• _Requests_
a) In the Formula 1 thread, what did cars have to carry underneath to record ground clearance rule breaches?
b) Please copy from the Formula 1 thread the passage starting with "The Formula is" and going on through "in wet races.".

I'm not sure that Mercedes will have another 3-4 years of utter dominance however; I still see them taking WDC/WCC this year but Ferrari have developed massively over the winter - their quali and race pace before Malaysia has been surprising and I hope they keep Mercedes honest for the rest of the year.

Alonso must be kicking himself. Hard.


----------



## GleemSpray (Jan 26, 2014)

The Formula is too tightly defined and there is too much money at stake. 

The pivotal moment for me, was when Schumachers team hired an army of lawyers to contest an infringement penalty. Don't remember the exact race, but it was the season when they had to have a wooden plank under the car to record ground clearance rule breaches. 

Anyone remember Hunt and Walker doing the commentaries? Priceless.


----------



## GleemSpray (Jan 26, 2014)

Mansel did very well in an inferior Ferrari, particularly in wet races.

• _Records shown_

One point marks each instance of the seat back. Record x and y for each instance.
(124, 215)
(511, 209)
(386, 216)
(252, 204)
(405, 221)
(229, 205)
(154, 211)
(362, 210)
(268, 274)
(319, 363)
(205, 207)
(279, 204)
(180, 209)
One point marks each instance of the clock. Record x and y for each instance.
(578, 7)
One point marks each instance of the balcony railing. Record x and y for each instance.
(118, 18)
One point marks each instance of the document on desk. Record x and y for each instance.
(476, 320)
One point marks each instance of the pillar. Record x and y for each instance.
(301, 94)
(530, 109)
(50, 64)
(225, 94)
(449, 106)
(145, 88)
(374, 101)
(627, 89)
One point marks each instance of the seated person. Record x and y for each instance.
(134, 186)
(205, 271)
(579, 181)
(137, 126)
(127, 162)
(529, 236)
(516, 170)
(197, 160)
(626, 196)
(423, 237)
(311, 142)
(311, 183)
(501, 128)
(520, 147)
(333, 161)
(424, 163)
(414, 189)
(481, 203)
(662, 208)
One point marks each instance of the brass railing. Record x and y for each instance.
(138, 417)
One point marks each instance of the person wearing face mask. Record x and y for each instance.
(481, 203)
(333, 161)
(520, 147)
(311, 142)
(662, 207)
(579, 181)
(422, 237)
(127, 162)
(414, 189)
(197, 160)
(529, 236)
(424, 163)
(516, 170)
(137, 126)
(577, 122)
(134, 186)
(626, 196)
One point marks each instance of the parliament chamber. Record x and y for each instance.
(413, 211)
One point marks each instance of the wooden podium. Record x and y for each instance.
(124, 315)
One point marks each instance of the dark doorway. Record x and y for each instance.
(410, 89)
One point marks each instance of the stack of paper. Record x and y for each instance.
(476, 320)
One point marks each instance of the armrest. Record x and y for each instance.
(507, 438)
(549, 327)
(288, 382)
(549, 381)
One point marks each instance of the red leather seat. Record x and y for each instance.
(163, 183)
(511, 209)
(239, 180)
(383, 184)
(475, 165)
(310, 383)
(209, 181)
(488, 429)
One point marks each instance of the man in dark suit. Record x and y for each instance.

• _Exercise responses_
a) A wooden plank.

b)
The Formula is too tightly defined and there is too much money at stake. 

The pivotal moment for me, was when Schumachers team hired an army of lawyers to contest an infringement penalty. Don't remember the exact race, but it was the season when they had to have a wooden plank under the car to record ground clearance rule breaches. 

Anyone remember Hunt and Walker doing the commentaries? Priceless.


----------



## GleemSpray (Jan 26, 2014)

Mansel did very well in an inferior Ferrari, particularly in wet races.